Work item: Two lines in the data below mark the range: the one with "rock, recorded as pixel coordinates." and the one with "Phrase: wet rock". Return both, along with every line between them, exactly.

Natural-language object grounding data:
○ ○ ○ ○ ○

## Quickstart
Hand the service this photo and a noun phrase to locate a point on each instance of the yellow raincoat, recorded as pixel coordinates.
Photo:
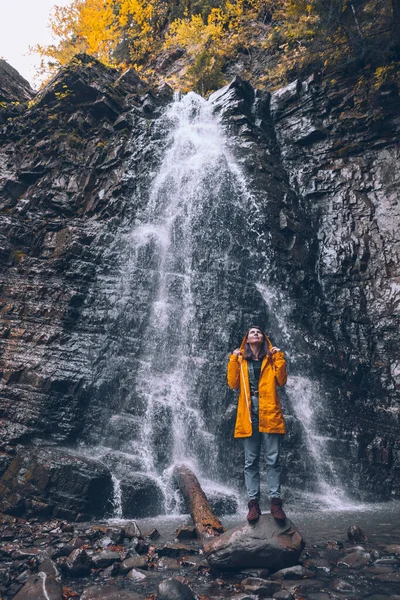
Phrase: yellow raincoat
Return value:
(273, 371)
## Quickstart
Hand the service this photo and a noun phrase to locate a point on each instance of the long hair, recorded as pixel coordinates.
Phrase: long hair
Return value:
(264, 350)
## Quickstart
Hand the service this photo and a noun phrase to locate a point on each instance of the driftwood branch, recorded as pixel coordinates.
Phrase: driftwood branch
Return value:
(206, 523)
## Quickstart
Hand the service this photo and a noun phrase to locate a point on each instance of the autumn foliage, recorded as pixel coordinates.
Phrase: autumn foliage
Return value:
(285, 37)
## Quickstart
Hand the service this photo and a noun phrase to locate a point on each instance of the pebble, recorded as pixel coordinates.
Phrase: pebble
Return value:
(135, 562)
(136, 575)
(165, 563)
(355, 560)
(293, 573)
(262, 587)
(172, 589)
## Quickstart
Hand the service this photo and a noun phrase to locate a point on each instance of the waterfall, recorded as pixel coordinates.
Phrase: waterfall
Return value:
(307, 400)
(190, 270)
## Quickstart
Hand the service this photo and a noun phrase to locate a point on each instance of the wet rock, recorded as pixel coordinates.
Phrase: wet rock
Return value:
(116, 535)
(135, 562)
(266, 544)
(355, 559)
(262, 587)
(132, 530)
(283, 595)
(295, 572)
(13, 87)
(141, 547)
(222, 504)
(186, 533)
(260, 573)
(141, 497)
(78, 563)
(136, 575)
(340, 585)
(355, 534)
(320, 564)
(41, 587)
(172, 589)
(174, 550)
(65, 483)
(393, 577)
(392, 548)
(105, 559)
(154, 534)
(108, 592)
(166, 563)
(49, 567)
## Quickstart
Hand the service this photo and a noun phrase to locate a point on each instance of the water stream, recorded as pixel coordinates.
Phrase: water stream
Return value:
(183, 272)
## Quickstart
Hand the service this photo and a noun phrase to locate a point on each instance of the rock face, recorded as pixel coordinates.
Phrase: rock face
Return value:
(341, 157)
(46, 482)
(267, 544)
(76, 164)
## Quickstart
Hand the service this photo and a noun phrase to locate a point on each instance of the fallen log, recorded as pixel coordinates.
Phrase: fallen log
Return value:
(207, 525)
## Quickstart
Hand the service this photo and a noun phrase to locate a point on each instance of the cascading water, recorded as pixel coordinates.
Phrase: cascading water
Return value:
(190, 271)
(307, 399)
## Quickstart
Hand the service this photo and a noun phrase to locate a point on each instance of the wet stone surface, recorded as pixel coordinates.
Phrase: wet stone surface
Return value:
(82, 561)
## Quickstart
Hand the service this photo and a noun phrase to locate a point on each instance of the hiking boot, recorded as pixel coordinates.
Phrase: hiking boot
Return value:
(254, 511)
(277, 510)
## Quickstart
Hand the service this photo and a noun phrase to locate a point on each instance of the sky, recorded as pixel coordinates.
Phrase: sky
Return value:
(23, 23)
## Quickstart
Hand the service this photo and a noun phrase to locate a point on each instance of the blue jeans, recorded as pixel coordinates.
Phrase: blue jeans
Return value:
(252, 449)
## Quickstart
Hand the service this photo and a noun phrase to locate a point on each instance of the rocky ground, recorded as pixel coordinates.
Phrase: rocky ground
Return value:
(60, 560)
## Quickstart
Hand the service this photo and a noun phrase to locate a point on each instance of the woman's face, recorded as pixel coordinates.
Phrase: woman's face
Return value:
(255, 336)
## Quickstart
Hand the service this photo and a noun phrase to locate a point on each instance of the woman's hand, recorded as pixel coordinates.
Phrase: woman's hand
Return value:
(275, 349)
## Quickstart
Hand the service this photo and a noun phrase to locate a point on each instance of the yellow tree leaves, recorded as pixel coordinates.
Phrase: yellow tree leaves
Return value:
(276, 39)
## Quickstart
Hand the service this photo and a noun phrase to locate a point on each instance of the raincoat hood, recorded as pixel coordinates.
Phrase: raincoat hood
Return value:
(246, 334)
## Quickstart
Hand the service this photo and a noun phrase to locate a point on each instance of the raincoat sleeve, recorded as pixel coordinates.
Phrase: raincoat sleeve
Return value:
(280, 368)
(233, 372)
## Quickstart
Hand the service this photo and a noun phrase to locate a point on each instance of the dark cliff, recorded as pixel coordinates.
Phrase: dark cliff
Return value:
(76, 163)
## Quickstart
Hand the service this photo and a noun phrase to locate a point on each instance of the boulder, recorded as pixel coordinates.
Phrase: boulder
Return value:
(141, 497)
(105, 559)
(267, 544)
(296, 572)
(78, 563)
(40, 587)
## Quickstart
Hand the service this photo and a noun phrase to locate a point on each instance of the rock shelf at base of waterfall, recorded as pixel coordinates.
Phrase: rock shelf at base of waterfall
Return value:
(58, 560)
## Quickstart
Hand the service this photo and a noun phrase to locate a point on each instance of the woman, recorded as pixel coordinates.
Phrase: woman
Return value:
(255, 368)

○ ○ ○ ○ ○

The answer:
Hand the service this photo and a noun phrase to locate a point on each instance of the wet rock, recorded as pixel coordinates.
Phrase: wet rock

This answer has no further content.